Short exercise A => In the excerpt about Mosul and Raqqa, why has the water in Mosul become undrinkable?
Short exercise B => Pick out every line in the rows that contains the word "persimmon".

Excerpted text =>
□ □ □ □ □ □ □

In the Iraqi city of Mosul, the water has become undrinkable because supplies of chlorine have dried up, said a journalist living there, who spoke on the condition of anonymity to protect his safety. Hepatitis is spreading, and flour is becoming scarce, he said. “Life in the city is nearly dead, and it is as though we are living in a giant prison,” he said.

In the Syrian city of Raqqa, the group’s self-styled capital, water and electricity are available for no more than three or four hours a day, garbage piles up uncollected, and the city’s poor scavenge for scraps on streets crowded with sellers hawking anything they can find, residents say.

□ □ □ □ □ □ □

[Excerpt from a dataset]
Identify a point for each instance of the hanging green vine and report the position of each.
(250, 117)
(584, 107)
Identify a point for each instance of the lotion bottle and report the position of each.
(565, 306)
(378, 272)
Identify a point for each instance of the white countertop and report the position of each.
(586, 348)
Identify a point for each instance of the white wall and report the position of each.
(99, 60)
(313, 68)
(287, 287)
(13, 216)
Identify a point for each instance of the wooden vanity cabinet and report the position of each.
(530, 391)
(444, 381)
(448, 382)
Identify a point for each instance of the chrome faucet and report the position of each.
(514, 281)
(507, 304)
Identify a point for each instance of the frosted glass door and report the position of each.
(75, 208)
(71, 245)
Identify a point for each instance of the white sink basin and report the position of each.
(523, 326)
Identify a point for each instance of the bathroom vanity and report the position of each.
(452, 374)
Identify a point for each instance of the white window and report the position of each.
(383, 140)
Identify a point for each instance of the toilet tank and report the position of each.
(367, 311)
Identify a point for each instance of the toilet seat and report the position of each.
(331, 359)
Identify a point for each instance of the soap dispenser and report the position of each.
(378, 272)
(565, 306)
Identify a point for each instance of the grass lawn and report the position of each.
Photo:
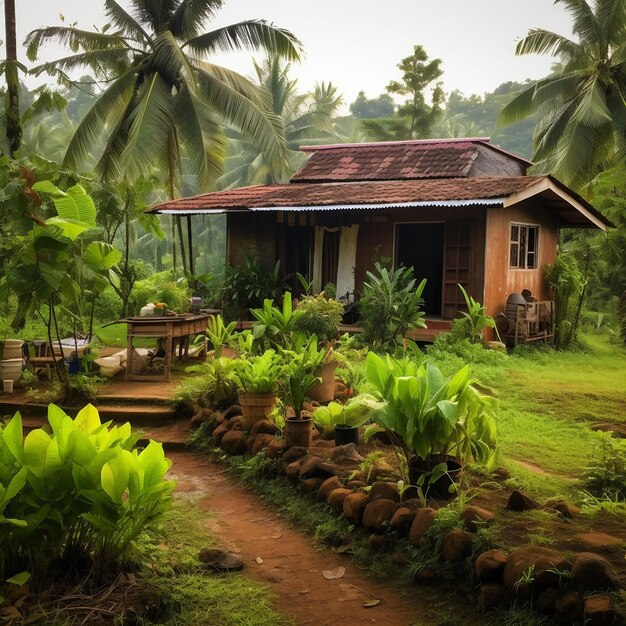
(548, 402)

□ □ □ □ □ □ □

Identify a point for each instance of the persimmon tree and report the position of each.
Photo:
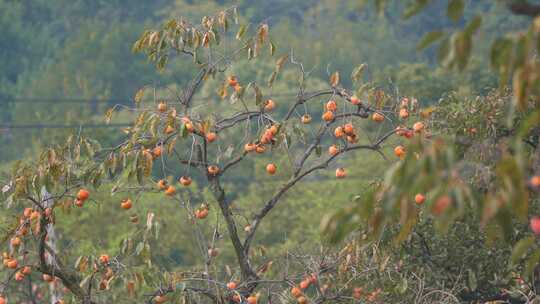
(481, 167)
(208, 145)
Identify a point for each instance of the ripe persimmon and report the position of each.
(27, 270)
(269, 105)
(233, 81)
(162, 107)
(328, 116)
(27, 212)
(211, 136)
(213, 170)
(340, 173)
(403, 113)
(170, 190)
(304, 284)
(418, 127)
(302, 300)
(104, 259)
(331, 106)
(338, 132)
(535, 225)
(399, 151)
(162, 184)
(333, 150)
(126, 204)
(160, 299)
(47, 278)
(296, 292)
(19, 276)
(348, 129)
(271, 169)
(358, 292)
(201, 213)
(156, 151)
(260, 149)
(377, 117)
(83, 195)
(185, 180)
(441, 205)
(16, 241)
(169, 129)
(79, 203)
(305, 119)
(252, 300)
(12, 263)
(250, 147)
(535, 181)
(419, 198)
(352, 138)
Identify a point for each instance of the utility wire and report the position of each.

□ □ □ □ □ □ □

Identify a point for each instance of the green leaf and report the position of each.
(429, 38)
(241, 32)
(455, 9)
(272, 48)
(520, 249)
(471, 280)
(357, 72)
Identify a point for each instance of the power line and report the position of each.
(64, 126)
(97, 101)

□ □ □ □ □ □ □

Exercise result A => Supplies of chlorine have dried up.

Exercise result B =>
Identify a point for each instance of the persimmon tree and report the position of each.
Identify a point for each instance of the ripe persimmon and report the position of each.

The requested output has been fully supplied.